(Raw records)
>>>>

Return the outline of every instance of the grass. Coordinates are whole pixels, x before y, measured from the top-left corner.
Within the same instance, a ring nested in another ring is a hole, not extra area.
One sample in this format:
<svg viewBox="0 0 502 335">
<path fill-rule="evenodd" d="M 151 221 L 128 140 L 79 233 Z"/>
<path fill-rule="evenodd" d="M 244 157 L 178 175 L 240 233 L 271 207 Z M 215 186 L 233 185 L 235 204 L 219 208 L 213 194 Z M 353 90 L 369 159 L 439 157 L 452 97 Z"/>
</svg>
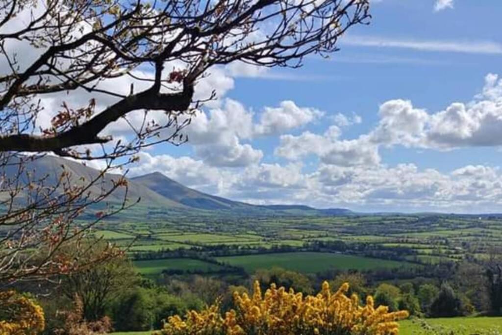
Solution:
<svg viewBox="0 0 502 335">
<path fill-rule="evenodd" d="M 421 326 L 423 320 L 405 320 L 400 322 L 399 335 L 421 335 L 434 333 L 425 331 Z M 489 332 L 496 334 L 502 332 L 502 317 L 467 316 L 448 318 L 427 319 L 425 322 L 433 327 L 432 331 L 437 332 L 444 330 L 447 333 L 455 335 L 479 334 L 479 332 Z M 454 332 L 451 333 L 451 331 Z"/>
<path fill-rule="evenodd" d="M 113 231 L 98 231 L 95 233 L 96 236 L 102 237 L 106 240 L 120 240 L 122 239 L 133 239 L 134 236 L 130 234 L 114 232 Z"/>
<path fill-rule="evenodd" d="M 202 270 L 209 272 L 218 270 L 221 267 L 210 263 L 190 258 L 135 261 L 134 266 L 141 274 L 147 276 L 160 274 L 164 270 L 181 270 L 185 271 Z"/>
<path fill-rule="evenodd" d="M 315 273 L 330 268 L 364 270 L 371 269 L 414 266 L 409 263 L 329 253 L 296 252 L 217 257 L 230 265 L 244 268 L 248 273 L 259 269 L 280 267 L 306 273 Z"/>
<path fill-rule="evenodd" d="M 479 332 L 502 332 L 502 317 L 452 317 L 449 318 L 427 319 L 425 320 L 405 320 L 400 322 L 399 335 L 429 335 L 433 332 L 426 332 L 420 326 L 420 323 L 425 321 L 435 328 L 441 327 L 448 331 L 454 331 L 454 335 L 470 335 Z M 114 332 L 112 335 L 150 335 L 152 331 L 132 331 Z"/>
</svg>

<<<<

■ **Exercise task**
Write out all of the entries above again, swapping "grass" for "lawn" and changing nothing else. Leave out the pictures.

■ **The result**
Return the outline of every instance of the lawn. Coordinates are whole pixels, x before y, measured from the top-left corner.
Within the same instance, a ring nested in another ring is a hole, not extra area.
One sample in this format:
<svg viewBox="0 0 502 335">
<path fill-rule="evenodd" d="M 151 221 L 128 140 L 79 233 Z"/>
<path fill-rule="evenodd" d="M 244 157 L 178 175 L 240 233 L 271 207 Z M 215 186 L 233 185 L 235 204 L 219 208 L 213 194 Z M 353 90 L 369 159 L 439 157 L 452 97 Z"/>
</svg>
Solution:
<svg viewBox="0 0 502 335">
<path fill-rule="evenodd" d="M 421 326 L 423 320 L 405 320 L 400 322 L 399 335 L 421 335 L 434 333 L 425 331 Z M 489 332 L 496 334 L 502 332 L 502 317 L 467 316 L 448 318 L 427 319 L 425 322 L 433 327 L 432 331 L 437 332 L 444 330 L 447 333 L 455 335 L 479 334 L 479 332 Z M 454 332 L 451 333 L 451 331 Z"/>
<path fill-rule="evenodd" d="M 113 231 L 98 231 L 95 233 L 96 236 L 102 237 L 106 240 L 120 240 L 122 239 L 133 239 L 134 236 L 130 234 L 114 232 Z"/>
<path fill-rule="evenodd" d="M 202 270 L 209 272 L 218 270 L 221 267 L 210 263 L 190 258 L 135 261 L 134 266 L 141 274 L 147 276 L 160 274 L 164 270 L 181 270 L 185 271 Z"/>
<path fill-rule="evenodd" d="M 315 273 L 330 268 L 364 270 L 371 269 L 414 266 L 409 263 L 329 253 L 296 252 L 217 257 L 230 265 L 244 268 L 248 273 L 259 269 L 280 267 L 306 273 Z"/>
<path fill-rule="evenodd" d="M 479 332 L 502 332 L 502 317 L 452 317 L 449 318 L 427 319 L 425 320 L 405 320 L 400 322 L 399 335 L 429 335 L 433 332 L 426 332 L 420 326 L 420 323 L 425 321 L 435 328 L 441 327 L 448 331 L 454 331 L 454 335 L 470 335 Z M 114 332 L 112 335 L 150 335 L 152 331 L 132 331 Z"/>
</svg>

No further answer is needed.